- [Description of the task] Please give all of the data again, character for character, and drop the pictures.

|---|

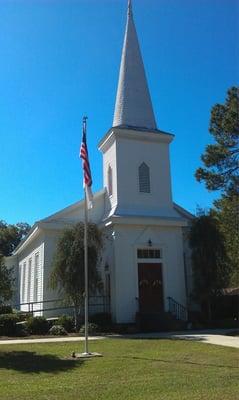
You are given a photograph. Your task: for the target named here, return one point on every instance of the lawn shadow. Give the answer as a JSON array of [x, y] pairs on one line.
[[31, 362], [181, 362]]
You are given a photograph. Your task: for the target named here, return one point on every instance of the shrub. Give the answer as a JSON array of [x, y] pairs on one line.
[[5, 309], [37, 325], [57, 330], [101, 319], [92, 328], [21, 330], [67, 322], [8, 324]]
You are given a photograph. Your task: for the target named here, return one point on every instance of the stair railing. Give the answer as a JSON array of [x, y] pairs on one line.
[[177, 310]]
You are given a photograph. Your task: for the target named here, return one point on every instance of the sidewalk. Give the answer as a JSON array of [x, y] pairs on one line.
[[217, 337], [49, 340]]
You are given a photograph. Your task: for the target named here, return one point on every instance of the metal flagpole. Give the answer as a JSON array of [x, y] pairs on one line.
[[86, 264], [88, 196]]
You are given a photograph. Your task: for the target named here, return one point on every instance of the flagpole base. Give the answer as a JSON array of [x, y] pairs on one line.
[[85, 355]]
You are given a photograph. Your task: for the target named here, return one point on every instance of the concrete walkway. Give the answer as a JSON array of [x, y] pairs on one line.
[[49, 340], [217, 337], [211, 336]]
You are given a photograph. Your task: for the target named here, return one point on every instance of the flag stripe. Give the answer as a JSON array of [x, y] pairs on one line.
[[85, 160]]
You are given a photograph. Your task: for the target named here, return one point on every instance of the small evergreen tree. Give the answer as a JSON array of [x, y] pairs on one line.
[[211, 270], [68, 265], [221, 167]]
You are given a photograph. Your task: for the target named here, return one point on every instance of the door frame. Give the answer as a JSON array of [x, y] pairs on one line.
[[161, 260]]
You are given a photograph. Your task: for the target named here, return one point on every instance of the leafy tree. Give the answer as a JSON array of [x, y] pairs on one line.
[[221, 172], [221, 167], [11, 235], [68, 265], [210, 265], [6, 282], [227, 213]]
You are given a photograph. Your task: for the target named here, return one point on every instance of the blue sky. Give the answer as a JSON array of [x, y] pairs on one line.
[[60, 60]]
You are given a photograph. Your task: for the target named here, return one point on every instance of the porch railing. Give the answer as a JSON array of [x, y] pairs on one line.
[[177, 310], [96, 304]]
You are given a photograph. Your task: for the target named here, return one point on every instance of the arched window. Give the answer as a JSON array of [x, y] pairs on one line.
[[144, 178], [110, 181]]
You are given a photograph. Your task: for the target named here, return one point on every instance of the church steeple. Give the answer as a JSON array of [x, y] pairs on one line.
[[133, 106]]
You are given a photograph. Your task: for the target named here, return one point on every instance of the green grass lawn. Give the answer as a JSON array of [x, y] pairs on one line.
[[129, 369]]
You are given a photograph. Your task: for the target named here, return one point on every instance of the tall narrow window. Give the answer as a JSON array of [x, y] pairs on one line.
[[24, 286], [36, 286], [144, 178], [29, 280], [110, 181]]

|---|

- [Finished task]
You are given a photograph. Your task: for the target named here, return one point on every instance of the lawn shadow. Give the answer as a JSON array of [x, y] pairs on one line.
[[31, 362], [181, 362]]
You are given a photograph. Your task: for the target named here, return one point on every instance of the shrub. Give the answer as a JSON array of [x, y] pairs on one line.
[[5, 309], [37, 325], [57, 330], [101, 319], [92, 328], [21, 330], [67, 322], [8, 324]]
You are given a photograph. Your task: for the target named here, return one point on every instance of the stair railing. Give the answer as a JSON array of [x, y] pairs on one line.
[[177, 310]]
You are given a photograph. Your task: for the target named here, return one point on every instance of the sidewalk. Give the answer as a JSON array of [x, y] pairs on one line.
[[217, 337], [49, 340]]
You are given a photograph. Your task: for the target named here, return one point on every instance of the metal flagpole. Give the answer as a JSON array of [x, y] pairs on one line.
[[86, 264], [88, 196]]
You are given a photograph. Your task: for the target named here, return one point on every instance of the flagpole base. Give the answer as a JSON array of [x, y] pairs on one line.
[[85, 355]]
You are given a photograph. Your task: for the target named here, return one point on every instance of the concrete walkway. Give the answer as a JSON array of [x, y] pairs on one line.
[[49, 340], [217, 337], [211, 336]]
You are given a photograph. Your task: for the target named here, return one point on every instance of the flag stripe. Give the answer as a JSON array of [x, y] pairs on one line.
[[85, 160]]
You are given a photograph. Your task: for the target named here, return one point on every instance of the small evergreen tree. Give the answer as a JSON array of [x, y] pairs on one line.
[[211, 270], [68, 265], [221, 167]]
You are given a photograph. Your task: for the target named here, return one point on every instance of the door frame. Give the answer as a JSON array of [x, y] pairs on one line.
[[161, 260]]
You are given a photograph. Your task: for the target named here, return one point on every instance of the leafy tree. Give the answer as a JSON array of [x, y] pairs on one line.
[[221, 172], [221, 167], [11, 235], [68, 265], [210, 265], [6, 282], [227, 213]]
You are given a photograph. Your task: for the target named here, return one point on every instance of the blue sky. Give the answer as a JSON array of [x, y] pairs on one line.
[[60, 60]]
You are given a photograph. Your task: for the target named here, return one point on every instance of the porch railing. Give the answer as a JSON array of [x, y] pairs on one line.
[[177, 310], [96, 304]]
You are given a photograph. Your task: for the target named here, return one point on every instance of the arched window. Give the answer as a JSON array of [x, y] pairs on one line.
[[144, 178], [110, 181]]
You are given a photograph. Your task: for the target named here, return one point on every instance of the church steeple. Give the answer as a JSON array of [x, y] pairs on one line.
[[133, 106]]
You are given a photograph. Your task: for the target named here, return one point on every instance of the green grass lawn. Give the answer as a JSON array of [x, y] pairs on one line.
[[129, 369]]
You are given a photograph. Your task: for the target named here, return one point on every instance of the tall narrow window. Give the answer as a JSON array of [x, y] pairs on one line.
[[24, 286], [36, 286], [144, 178], [29, 280], [110, 181]]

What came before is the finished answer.